## [TEXT EXTRACT]
Legislation that would empower the city Retirement Board and Board of Public Safety to revoke the pensions of city employees for dishonorable service that sailed through the council on first passage has sparked a firestorm that could derail the bill or postpone action.

The measure introduced by Ward 4 Councilman Joseph Solomon is based on provisions used in Providence and was slated to come before the City Council for second passage last night. But last week Al Gemma, who introduced the existing regulations to revoke the pensions of those who served as city employees or officials when he was a council member in 1995, mounted a campaign to stop Solomon’s amendment that he claims would strip the rights of those accused of dishonorable service. The measure has also raised concerns with City Personnel Director Oscar Shelton who said, “I think the attempt is OK, but I’m not sure the methodology is as clear as it should be.” He said the due process afforded by the legislation is “not clear” and that “standards are vague.” He believes the measure wouldn’t stand up to a court challenge.

Shelton also fears the provision would be used indiscriminately by management to punish employees and officials without due process of the law.

That’s not the way Solomon sees it.

“I feel it is a good thing,” he said. “It is not going to harm anyone unless they have caused harm…I don’t think anyone has to worry about a thing unless they did something wrong.”

Solomon sees his provision, which is modeled after Providence, tweaks the existing law. He says, as it now stands, an employee or city official charged with a crime, but is able to get charges dropped as part of plea bargain would be able to keep their pension. They could also lose their pension based on a preponderance of evidence even should they not face criminal charges and in instances where they defrauded the city, the city would have the right to recover its losses by attaching pension payments made by the employee or official.

He said his intent is to “close the gate” before the horse leaves the yard.

“Anyone who acts in a dishonorable way should not get their pension,” said Solomon.

## [SET TASKS]
1. In the pension article, what year did Al Gemma introduce the existing rules for revoking pensions?
2. Pick up the pension article after its last sentence and write its next few paragraphs.
The material after this point comes from a separate source.

## [RECORDED INFORMATION]
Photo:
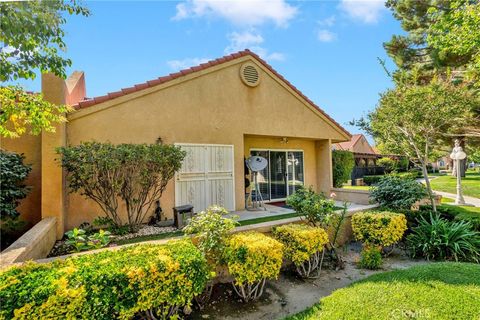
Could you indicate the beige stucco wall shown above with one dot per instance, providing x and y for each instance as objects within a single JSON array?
[
  {"x": 276, "y": 143},
  {"x": 213, "y": 106},
  {"x": 31, "y": 147}
]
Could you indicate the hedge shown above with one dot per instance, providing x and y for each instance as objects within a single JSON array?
[
  {"x": 380, "y": 228},
  {"x": 252, "y": 258},
  {"x": 303, "y": 245},
  {"x": 342, "y": 166},
  {"x": 372, "y": 180},
  {"x": 120, "y": 284}
]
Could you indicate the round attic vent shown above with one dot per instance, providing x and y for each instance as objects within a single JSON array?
[{"x": 250, "y": 74}]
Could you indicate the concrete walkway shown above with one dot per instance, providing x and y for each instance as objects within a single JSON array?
[
  {"x": 469, "y": 200},
  {"x": 276, "y": 210}
]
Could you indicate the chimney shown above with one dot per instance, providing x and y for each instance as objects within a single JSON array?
[{"x": 54, "y": 192}]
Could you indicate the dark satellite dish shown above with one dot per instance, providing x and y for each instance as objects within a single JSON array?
[{"x": 256, "y": 163}]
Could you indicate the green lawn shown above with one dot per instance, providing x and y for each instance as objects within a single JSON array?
[
  {"x": 180, "y": 233},
  {"x": 356, "y": 187},
  {"x": 434, "y": 291},
  {"x": 470, "y": 184}
]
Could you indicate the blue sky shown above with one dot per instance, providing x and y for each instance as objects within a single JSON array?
[{"x": 327, "y": 49}]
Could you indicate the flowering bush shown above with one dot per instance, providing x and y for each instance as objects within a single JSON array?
[
  {"x": 211, "y": 228},
  {"x": 397, "y": 193},
  {"x": 302, "y": 244},
  {"x": 371, "y": 258},
  {"x": 381, "y": 228},
  {"x": 311, "y": 206},
  {"x": 252, "y": 257},
  {"x": 142, "y": 281},
  {"x": 78, "y": 240}
]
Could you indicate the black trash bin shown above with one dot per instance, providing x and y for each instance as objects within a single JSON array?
[{"x": 181, "y": 214}]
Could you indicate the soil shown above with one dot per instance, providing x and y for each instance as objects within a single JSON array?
[
  {"x": 60, "y": 247},
  {"x": 290, "y": 294}
]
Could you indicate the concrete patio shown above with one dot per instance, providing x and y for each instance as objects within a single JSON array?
[{"x": 273, "y": 210}]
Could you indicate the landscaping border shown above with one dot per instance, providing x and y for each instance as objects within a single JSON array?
[{"x": 36, "y": 243}]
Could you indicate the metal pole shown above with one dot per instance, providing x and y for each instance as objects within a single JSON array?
[{"x": 459, "y": 199}]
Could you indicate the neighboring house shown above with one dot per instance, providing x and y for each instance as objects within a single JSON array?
[
  {"x": 365, "y": 156},
  {"x": 220, "y": 112},
  {"x": 358, "y": 144}
]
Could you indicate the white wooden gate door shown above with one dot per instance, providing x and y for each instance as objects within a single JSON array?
[{"x": 206, "y": 177}]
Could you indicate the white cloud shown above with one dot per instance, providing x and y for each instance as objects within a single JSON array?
[
  {"x": 328, "y": 22},
  {"x": 251, "y": 40},
  {"x": 186, "y": 63},
  {"x": 239, "y": 41},
  {"x": 326, "y": 36},
  {"x": 367, "y": 11},
  {"x": 239, "y": 12}
]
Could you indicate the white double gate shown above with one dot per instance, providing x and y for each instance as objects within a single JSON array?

## [ANSWERS BY TASK]
1. 1995

2.
Jean Bouchard, president of Local 1651 of Council 94, AFSCME, that represents city workers is opposed to the ordinance. She is hopeful the council will delay second passage to further discuss the measure.

“They aren’t attorneys,” she said of the Retirement Board, “and they would be finding a person guilty without going through the system.”

“This is judge, jury and executioner,” Gemma says of Solomon’s amendment. He cites those provisions that say appeals shall be decided by the Superior Court without a jury and that the court “shall not substitute its judgment for that of the board as to the weight of evidence on questions of fact.”

Further, he said, those accused of dishonorable service and loss of their pensions only have 20 days to appeal. He called the right of have a trial by a jury of peers a basic American right.

“We’re talking about someone’s life, not a hamburger,” he said.

Gemma can’t imagine how the ordinance gained first passage.

“He [Solomon] either drugged the council or they don’t know what they’re doing. This is about protecting the innocent.”

The existing two-page law defines crime as it relates to public employment and then outlines a procedure to be followed by the Retirement Board in the case of municipal employees and the Board of Public Safety for police and fire. That process starts with a hearing and, should the city pursue action, requires it to initiate civil action in the Superior Court for the revocation or reduction of a retirement allowance, annuity or other benefit. The action, therefore, is left to the court.

Since being enacted, the law has not been used. While employees have been dismissed for dishonorable service, the pension provision only applies once they are vested for a pension at ten years.

In Solomon’s bill, the city revokes the benefits and the court is the avenue for appeal. As defined in the law, the court has the power to affirm the city’s decision, remand the case for further proceedings or reverse the decision “if the substantial rights of the employee have been prejudiced.”

Solomon said the measure “improves” what Gemma introduced 16 years ago and that there is nothing personal about his action.

“If it ain’t broke don’t fix it,” answers Gemma.

In a memo addressed to members of the City Council, Shelton writes, “Taking the adjudication out of the hands of the courts and placing it with the Retirement Board without clear and specific guidance provided for by Ordinance, runs the risk of having decisions to revoke or reduce pensions overturned by the Courts. In my opinion, without such guidance, the Retirement Board does not have the expertise necessary to evaluate evidence or to analyze and weigh witness testimony, or to provide adequate due process under this proposed legislation.”